** BEGIN Given information **
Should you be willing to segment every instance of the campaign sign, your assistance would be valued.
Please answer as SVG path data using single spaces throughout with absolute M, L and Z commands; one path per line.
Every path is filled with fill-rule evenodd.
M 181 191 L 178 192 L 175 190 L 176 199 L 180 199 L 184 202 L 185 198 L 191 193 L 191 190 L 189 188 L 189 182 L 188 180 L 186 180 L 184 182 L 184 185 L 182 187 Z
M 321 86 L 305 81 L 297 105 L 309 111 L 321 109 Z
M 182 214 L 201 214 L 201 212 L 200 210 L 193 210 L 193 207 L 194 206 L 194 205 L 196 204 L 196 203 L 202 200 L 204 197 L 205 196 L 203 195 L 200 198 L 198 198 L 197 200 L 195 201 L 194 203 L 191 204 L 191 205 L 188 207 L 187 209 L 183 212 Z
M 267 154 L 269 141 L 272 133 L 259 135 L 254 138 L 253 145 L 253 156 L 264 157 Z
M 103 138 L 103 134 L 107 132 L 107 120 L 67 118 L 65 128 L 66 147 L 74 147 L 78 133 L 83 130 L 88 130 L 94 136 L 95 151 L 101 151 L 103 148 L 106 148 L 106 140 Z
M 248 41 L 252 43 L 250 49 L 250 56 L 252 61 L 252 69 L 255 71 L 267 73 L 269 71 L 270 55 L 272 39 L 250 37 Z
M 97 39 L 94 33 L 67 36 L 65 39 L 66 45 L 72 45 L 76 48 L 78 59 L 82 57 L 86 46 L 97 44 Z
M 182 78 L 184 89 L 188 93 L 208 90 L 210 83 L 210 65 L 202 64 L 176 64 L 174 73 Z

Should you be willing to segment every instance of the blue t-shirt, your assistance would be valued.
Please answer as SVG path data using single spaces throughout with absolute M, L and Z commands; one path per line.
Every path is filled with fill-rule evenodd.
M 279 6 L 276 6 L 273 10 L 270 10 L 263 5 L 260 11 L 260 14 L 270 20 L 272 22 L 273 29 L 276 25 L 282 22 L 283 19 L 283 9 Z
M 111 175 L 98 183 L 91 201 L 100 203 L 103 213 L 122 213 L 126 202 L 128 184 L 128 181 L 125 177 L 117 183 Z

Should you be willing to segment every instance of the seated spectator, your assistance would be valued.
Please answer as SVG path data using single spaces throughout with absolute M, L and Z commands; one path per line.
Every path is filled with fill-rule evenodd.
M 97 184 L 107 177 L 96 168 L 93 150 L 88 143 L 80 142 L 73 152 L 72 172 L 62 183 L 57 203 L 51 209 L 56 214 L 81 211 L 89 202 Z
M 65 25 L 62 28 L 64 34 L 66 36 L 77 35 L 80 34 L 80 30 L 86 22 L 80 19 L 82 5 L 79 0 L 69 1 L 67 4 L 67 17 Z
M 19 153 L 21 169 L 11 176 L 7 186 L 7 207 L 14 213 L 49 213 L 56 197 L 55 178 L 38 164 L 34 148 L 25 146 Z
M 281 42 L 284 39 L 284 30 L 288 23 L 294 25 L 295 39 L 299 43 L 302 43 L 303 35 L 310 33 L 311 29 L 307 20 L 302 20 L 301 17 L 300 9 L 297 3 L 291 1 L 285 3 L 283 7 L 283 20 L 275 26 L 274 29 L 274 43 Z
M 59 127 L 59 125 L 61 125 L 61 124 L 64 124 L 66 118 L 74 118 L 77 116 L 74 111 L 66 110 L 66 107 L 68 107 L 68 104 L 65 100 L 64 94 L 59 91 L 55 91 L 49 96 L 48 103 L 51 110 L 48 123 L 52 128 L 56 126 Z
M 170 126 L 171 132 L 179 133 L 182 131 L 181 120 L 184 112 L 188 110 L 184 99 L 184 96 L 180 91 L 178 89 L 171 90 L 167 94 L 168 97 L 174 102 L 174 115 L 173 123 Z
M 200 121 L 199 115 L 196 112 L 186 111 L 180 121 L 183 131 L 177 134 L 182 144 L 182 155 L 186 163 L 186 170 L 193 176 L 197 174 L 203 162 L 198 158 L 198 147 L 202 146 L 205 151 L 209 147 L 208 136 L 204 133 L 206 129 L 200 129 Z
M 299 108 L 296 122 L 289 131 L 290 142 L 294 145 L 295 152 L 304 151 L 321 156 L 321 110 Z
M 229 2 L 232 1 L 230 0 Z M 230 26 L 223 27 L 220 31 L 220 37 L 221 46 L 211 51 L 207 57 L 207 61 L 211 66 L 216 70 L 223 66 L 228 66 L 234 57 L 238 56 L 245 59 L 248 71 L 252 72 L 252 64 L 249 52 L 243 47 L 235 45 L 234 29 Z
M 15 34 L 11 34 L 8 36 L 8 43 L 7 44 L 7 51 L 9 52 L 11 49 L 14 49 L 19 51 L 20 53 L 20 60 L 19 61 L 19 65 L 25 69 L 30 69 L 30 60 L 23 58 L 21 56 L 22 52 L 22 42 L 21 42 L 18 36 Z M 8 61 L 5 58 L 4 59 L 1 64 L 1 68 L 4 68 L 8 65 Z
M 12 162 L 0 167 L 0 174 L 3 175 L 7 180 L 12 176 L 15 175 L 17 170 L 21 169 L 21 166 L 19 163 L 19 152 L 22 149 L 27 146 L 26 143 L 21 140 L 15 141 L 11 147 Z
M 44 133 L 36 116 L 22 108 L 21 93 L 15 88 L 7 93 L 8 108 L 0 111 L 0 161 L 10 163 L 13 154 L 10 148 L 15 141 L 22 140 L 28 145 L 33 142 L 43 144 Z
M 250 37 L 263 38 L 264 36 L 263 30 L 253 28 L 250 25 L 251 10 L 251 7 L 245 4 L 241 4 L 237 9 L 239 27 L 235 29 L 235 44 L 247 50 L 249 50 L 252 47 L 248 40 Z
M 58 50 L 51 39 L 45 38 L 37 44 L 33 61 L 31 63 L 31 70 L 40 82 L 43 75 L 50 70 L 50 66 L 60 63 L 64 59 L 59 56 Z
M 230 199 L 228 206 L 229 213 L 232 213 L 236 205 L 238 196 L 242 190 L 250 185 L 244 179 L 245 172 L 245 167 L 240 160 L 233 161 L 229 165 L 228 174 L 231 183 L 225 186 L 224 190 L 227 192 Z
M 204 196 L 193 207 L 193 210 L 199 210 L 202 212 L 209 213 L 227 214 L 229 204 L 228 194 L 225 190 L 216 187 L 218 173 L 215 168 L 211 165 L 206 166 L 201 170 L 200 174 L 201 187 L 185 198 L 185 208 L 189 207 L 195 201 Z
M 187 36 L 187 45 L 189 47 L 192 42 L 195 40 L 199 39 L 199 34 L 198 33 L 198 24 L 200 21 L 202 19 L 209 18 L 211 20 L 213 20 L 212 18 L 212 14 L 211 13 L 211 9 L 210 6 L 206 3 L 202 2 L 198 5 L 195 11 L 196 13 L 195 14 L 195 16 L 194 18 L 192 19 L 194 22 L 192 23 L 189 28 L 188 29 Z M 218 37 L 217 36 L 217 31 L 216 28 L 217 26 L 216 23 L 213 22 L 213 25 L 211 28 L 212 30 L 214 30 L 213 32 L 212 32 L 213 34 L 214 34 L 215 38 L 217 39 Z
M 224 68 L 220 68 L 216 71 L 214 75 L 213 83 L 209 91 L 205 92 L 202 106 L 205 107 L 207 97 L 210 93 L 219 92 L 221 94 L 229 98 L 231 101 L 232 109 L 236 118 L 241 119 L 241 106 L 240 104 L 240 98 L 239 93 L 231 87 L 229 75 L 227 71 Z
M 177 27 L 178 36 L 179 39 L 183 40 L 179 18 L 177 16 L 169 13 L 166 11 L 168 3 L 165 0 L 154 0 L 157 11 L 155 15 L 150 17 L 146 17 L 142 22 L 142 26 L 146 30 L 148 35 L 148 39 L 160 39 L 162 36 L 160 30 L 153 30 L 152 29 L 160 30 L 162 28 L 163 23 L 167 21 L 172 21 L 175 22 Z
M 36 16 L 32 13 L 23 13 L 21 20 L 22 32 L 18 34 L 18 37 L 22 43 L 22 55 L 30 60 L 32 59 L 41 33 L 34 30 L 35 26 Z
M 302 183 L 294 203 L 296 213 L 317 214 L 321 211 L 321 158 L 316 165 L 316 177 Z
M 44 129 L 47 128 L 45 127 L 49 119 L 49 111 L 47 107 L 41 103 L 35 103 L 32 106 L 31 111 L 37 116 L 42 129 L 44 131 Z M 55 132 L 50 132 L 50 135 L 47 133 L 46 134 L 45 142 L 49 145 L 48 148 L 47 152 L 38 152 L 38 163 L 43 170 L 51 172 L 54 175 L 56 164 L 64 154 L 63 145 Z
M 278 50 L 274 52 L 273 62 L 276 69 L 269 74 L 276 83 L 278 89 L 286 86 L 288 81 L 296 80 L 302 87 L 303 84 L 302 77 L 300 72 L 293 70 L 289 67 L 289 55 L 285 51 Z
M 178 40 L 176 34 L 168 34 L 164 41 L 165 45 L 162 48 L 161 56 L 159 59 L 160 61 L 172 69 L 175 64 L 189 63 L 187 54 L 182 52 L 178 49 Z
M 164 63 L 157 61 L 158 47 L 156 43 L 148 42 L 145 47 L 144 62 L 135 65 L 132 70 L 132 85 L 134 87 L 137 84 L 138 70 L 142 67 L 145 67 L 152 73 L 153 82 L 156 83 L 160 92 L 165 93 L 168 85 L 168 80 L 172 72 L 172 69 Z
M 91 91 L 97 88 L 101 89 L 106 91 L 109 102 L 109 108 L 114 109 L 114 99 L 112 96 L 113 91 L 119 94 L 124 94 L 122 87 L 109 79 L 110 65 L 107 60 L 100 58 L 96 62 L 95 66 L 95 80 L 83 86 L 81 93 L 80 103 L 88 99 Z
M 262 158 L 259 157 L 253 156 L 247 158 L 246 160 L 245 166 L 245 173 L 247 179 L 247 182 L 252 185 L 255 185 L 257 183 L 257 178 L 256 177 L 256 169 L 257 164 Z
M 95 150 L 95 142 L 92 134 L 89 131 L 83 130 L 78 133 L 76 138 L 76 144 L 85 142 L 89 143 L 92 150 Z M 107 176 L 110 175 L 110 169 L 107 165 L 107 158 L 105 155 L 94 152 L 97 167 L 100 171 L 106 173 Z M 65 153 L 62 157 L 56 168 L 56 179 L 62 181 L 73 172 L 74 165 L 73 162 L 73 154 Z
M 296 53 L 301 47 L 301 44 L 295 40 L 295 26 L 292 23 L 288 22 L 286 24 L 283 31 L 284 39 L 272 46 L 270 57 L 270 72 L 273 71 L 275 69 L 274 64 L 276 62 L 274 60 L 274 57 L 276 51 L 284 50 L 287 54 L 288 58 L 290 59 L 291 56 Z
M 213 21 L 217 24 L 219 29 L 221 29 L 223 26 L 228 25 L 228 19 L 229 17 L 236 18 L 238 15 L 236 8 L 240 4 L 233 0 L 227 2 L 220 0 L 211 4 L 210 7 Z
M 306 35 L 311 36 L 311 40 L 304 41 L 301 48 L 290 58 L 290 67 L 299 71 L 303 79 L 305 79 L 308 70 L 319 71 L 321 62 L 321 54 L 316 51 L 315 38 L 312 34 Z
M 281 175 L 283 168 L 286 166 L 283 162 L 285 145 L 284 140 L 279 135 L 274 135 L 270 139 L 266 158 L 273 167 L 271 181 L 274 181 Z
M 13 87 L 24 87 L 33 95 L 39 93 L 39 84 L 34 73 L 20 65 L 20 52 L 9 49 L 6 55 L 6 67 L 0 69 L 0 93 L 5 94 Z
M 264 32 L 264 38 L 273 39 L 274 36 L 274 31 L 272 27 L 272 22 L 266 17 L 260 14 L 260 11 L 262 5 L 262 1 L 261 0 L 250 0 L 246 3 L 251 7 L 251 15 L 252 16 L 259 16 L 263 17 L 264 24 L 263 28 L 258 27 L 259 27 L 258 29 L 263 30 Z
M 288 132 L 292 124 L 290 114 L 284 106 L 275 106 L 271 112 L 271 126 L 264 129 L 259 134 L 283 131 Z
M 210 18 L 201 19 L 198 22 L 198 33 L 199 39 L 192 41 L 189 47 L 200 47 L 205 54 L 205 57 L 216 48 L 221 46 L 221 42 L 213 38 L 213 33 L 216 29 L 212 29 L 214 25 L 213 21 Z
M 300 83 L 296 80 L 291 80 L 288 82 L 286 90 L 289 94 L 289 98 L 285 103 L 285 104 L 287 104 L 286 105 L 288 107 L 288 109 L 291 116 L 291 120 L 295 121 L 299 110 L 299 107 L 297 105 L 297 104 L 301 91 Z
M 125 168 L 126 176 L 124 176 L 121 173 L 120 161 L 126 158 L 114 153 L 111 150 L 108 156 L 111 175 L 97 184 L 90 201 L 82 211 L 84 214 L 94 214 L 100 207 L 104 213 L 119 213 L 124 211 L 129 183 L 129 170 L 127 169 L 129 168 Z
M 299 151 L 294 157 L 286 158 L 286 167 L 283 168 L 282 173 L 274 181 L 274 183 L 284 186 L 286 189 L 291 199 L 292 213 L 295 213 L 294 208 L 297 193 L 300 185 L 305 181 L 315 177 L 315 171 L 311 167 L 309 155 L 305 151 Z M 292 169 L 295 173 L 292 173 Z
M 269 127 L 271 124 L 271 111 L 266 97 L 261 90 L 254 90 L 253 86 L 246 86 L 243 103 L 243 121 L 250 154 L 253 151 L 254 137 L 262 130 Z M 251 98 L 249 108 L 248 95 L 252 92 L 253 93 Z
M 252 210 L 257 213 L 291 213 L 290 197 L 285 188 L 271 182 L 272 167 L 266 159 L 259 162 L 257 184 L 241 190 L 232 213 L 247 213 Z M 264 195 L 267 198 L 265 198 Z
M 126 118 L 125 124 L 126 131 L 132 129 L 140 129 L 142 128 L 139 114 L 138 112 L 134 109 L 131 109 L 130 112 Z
** END Given information **
** BEGIN Given information **
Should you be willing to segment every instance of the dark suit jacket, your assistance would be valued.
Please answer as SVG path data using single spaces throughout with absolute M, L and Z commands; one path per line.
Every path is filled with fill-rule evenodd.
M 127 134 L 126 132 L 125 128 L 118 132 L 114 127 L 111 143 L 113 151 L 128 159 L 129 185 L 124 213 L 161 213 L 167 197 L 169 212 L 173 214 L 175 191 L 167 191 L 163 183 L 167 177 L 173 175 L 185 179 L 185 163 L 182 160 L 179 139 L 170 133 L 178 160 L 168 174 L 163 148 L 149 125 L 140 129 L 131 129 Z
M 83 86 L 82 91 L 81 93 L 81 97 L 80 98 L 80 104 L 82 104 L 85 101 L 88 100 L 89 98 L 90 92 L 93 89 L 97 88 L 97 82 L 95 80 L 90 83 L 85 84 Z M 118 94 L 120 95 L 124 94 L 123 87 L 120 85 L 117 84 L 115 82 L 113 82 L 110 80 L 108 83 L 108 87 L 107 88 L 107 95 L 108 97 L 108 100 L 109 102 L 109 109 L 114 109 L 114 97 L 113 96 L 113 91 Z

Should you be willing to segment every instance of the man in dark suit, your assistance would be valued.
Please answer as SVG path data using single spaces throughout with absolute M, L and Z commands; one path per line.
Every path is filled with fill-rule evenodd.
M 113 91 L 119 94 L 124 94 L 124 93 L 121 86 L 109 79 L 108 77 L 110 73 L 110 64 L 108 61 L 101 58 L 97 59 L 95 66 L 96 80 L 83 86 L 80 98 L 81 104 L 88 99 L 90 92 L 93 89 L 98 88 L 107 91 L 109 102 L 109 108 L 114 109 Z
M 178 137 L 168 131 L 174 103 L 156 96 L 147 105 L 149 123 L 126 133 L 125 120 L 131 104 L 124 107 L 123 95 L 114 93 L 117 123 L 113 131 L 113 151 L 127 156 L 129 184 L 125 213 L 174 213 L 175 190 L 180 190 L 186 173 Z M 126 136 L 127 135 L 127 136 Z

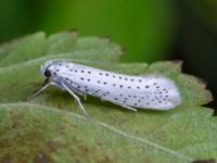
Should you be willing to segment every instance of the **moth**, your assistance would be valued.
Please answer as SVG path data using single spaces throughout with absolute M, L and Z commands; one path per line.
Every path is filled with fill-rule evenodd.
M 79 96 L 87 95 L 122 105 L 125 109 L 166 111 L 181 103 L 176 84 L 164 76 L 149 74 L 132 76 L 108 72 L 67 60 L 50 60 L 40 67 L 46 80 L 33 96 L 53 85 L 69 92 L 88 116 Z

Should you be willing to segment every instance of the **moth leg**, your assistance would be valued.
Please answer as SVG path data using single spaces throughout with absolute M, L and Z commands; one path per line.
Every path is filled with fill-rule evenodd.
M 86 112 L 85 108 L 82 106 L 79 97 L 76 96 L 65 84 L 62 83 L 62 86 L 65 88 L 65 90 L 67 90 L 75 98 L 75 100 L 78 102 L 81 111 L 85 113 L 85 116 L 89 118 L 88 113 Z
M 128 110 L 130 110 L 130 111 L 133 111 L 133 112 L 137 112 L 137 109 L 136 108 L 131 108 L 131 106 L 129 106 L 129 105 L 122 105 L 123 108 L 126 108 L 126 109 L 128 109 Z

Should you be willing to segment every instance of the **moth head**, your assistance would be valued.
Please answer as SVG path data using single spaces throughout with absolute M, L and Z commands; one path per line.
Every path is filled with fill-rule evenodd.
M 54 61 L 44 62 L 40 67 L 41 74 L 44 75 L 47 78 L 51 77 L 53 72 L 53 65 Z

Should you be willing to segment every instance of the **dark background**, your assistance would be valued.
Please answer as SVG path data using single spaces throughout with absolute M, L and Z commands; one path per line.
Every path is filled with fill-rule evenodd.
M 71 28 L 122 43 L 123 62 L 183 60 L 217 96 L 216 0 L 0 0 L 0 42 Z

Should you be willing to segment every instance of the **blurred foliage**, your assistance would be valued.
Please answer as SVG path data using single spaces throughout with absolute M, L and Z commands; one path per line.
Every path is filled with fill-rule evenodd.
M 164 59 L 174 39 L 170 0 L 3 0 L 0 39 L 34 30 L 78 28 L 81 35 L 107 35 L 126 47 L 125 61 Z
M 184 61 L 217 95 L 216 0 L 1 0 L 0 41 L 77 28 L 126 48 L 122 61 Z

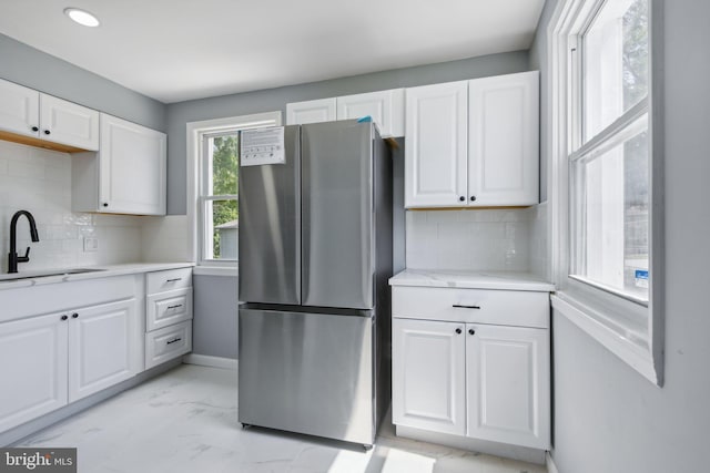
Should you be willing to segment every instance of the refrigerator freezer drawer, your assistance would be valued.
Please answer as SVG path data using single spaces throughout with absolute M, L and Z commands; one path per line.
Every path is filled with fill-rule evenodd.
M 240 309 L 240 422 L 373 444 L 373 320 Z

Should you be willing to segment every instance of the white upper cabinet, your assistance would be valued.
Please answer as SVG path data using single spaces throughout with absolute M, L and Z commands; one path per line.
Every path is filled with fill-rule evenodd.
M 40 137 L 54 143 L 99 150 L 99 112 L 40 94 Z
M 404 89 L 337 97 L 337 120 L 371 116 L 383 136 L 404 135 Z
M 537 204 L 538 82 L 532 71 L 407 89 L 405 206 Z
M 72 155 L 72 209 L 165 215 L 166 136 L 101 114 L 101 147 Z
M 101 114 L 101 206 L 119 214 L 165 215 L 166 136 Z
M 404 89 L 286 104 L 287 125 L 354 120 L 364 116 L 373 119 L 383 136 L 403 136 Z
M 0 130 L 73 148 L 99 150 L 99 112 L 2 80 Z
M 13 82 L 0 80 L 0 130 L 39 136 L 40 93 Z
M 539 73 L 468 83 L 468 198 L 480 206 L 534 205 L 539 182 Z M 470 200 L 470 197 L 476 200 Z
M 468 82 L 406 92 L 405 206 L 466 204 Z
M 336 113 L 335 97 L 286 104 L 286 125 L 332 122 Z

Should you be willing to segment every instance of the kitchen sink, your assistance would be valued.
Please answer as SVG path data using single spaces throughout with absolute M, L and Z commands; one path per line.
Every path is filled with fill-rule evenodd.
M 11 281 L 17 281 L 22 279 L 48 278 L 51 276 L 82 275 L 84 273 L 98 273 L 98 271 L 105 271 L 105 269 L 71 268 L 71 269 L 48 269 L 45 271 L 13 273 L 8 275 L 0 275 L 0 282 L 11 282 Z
** END Given information **
*Task description*. Reproduce word for word the lines starting at the one containing "the **moth**, your assistance would be valued." and ending after the one containing "M 54 61 L 44".

*Solution to this problem*.
Should you be willing to segment every instance of the **moth**, your assistance would be valued.
Please answer as SVG path data using single spaces throughout with absolute M, L and Z commands; one path per line.
Every path is filled with fill-rule evenodd.
M 79 96 L 87 95 L 122 105 L 125 109 L 166 111 L 181 103 L 176 84 L 164 76 L 149 74 L 132 76 L 108 72 L 67 60 L 50 60 L 40 67 L 46 80 L 33 96 L 53 85 L 69 92 L 88 116 Z

Should you be willing to segment every instance of the **moth leg**, your assistance would be valued.
Please answer as SVG path data using single spaces throughout with absolute M, L and Z commands; one path per line.
Every path is filled with fill-rule evenodd.
M 86 112 L 85 108 L 82 106 L 79 97 L 76 96 L 65 84 L 62 83 L 62 86 L 65 88 L 65 90 L 67 90 L 75 98 L 75 100 L 78 102 L 81 111 L 85 113 L 85 116 L 89 118 L 88 113 Z
M 128 110 L 130 110 L 130 111 L 133 111 L 133 112 L 137 112 L 137 109 L 136 108 L 131 108 L 131 106 L 129 106 L 129 105 L 122 105 L 123 108 L 126 108 L 126 109 L 128 109 Z

Should you be willing to segment every instance of the **moth head**, your assistance would be valued.
Please answer as SVG path data using single spaces throughout with absolute M, L and Z commands; one path per line.
Every path is filled with fill-rule evenodd.
M 54 61 L 44 62 L 40 67 L 41 74 L 44 75 L 47 78 L 51 77 L 53 72 L 53 65 Z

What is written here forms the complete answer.